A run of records
^^^^
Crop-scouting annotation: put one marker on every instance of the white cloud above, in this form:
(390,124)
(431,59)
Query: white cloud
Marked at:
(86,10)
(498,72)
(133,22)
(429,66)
^^^^
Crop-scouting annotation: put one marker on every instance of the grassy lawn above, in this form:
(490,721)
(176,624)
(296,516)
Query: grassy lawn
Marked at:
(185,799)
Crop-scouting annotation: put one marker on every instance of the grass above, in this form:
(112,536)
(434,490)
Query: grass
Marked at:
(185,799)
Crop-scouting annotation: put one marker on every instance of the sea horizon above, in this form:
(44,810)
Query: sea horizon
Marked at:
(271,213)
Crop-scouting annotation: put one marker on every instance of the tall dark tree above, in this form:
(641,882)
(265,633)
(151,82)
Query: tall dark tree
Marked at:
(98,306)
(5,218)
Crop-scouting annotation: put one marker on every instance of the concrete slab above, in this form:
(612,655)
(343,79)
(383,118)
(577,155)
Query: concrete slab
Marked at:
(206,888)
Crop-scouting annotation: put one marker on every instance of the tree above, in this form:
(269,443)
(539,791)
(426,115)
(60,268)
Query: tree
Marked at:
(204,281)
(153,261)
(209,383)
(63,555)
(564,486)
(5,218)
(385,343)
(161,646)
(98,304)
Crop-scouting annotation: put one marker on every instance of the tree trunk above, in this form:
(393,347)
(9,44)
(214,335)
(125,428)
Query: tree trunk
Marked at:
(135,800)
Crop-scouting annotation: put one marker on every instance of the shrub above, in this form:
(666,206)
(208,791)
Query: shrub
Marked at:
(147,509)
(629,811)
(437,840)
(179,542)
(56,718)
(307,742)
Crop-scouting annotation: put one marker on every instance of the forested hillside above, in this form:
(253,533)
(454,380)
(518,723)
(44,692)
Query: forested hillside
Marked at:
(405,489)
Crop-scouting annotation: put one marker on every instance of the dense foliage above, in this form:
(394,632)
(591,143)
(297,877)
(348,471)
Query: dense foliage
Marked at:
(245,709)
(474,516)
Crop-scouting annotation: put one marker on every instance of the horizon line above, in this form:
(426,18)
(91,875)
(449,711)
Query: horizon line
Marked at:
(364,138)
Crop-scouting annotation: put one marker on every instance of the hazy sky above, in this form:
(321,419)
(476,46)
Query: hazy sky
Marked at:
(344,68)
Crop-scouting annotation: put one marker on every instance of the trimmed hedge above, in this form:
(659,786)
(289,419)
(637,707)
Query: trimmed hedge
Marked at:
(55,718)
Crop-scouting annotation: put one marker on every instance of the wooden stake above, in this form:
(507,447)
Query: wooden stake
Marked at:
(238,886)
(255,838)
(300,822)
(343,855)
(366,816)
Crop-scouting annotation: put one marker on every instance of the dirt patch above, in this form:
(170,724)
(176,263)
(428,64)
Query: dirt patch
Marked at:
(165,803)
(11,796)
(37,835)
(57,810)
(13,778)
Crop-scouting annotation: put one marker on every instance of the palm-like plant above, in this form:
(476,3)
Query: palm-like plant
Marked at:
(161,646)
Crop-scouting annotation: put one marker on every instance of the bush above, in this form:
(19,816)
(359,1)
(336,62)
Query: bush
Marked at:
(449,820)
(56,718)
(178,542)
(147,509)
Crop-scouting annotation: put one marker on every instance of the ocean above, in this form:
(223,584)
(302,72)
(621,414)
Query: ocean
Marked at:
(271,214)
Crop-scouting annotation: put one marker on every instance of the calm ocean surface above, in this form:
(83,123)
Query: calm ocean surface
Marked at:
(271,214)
^^^^
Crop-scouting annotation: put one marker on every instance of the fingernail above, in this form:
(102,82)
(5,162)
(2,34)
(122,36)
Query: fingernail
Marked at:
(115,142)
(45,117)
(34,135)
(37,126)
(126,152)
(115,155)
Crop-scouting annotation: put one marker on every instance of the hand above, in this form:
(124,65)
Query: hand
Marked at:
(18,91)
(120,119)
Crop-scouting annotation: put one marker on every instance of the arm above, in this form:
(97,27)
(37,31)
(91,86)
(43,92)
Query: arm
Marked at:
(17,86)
^^^^
• _EXERCISE REQUIREMENTS_
Please pull out every line of the entries that contains the string "ocean" and list those lines.

• _FULL SOLUTION_
Crop-scouting annotation: put one marker on every instance of the ocean above, in this form:
Query: ocean
Crop-scouting annotation: put one marker on every instance of the calm ocean surface above, in this form:
Query: calm ocean surface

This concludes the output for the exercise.